Using Talos to generate torsion angle restraints

Torsion angle restraints from the backbone chemical shifts help restrict angular conformation space. We wish to use only "strong assignments" to generate these restraints.

If you do not have TALOS installed get it from here. It is part of the nmrpipe software package.

Exercise x: Calculate backbone torsion angle restraints using Talos

cp -r enoe acoPREP
cd acoPREP
rm *.tab enoe* *.out *.rho

Hint: You only need the 'init.cya' and the '1.peaks' file to calculate the torsion angle restraints.

▶ ROWS
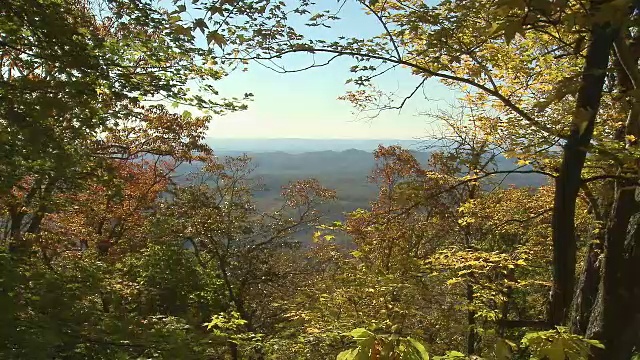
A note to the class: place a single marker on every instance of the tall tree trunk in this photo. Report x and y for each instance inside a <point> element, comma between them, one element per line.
<point>569,179</point>
<point>615,318</point>
<point>471,322</point>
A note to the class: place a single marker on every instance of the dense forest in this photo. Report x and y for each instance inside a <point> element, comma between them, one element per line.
<point>106,254</point>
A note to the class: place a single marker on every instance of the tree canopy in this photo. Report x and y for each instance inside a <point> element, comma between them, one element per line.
<point>124,236</point>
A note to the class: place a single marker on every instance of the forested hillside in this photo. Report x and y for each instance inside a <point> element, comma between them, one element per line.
<point>124,234</point>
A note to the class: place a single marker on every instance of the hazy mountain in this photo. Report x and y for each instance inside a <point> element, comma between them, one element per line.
<point>308,145</point>
<point>345,171</point>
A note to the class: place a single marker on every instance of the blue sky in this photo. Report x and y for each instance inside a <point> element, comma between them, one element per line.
<point>305,104</point>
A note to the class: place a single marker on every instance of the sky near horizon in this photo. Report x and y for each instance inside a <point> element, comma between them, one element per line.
<point>305,104</point>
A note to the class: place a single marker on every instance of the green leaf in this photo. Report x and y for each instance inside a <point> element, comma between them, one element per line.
<point>348,354</point>
<point>595,343</point>
<point>424,355</point>
<point>360,333</point>
<point>216,37</point>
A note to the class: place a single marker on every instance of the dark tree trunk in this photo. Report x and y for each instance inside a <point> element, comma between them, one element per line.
<point>569,179</point>
<point>615,319</point>
<point>471,321</point>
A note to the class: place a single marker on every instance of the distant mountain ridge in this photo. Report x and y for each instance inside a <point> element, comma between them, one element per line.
<point>297,146</point>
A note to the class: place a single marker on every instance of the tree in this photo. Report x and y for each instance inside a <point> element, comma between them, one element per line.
<point>486,49</point>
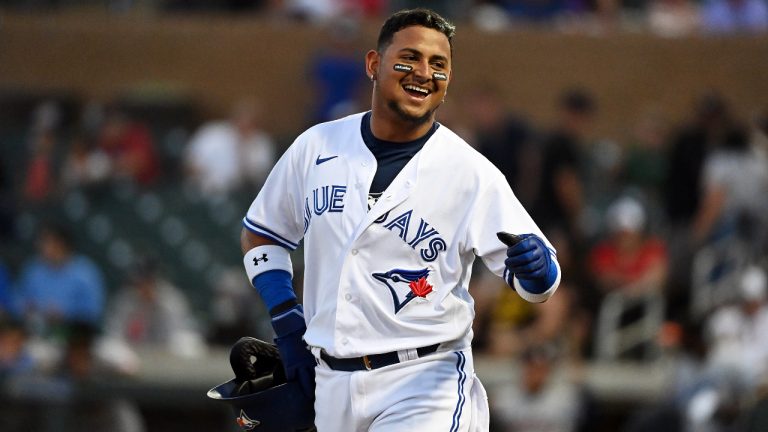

▶ THE TASKS
A) Reproduce the stretch of the Talos excerpt from "If you do not" through "torsion angle restraints.".
B) In the Talos excerpt, which two files does the hint say are needed to calculate the torsion angle restraints?
C) Continue the Talos excerpt from the point where it stops.
The lines are separate material with no connection to the Talos excerpt.

▶ RESULTS OF THE EXERCISE
A)
If you do not have TALOS installed get it from here. It is part of the nmrpipe software package.

Exercise x: Calculate backbone torsion angle restraints using Talos

cp -r enoe acoPREP
cd acoPREP
rm *.tab enoe* *.out *.rho

Hint: You only need the 'init.cya' and the '1.peaks' file to calculate the torsion angle restraints.

B) The 'init.cya' file and the '1.peaks' file.

C)
Use a text editor of your choice to create a 'CALC_talos.cya' file with the commands to calculate the talos angle restraints:

# convert
read 1.peaks
shifts initialize
shifts adapt
atom set "* shift=990.0.." shift=none
write demo.prot

read prot demo.prot unknown=skip

talos talos=talos+                
talosaco pred.tab

write aco talos.aco

This will call the program TALOS+ and store the resulting torsion angle restraints in the file 'talos.aco'.

Since this is not a calculation suited for the MPI scheduler, start CYANA first, then call the 'CALC_talos.cya' macro from the prompt.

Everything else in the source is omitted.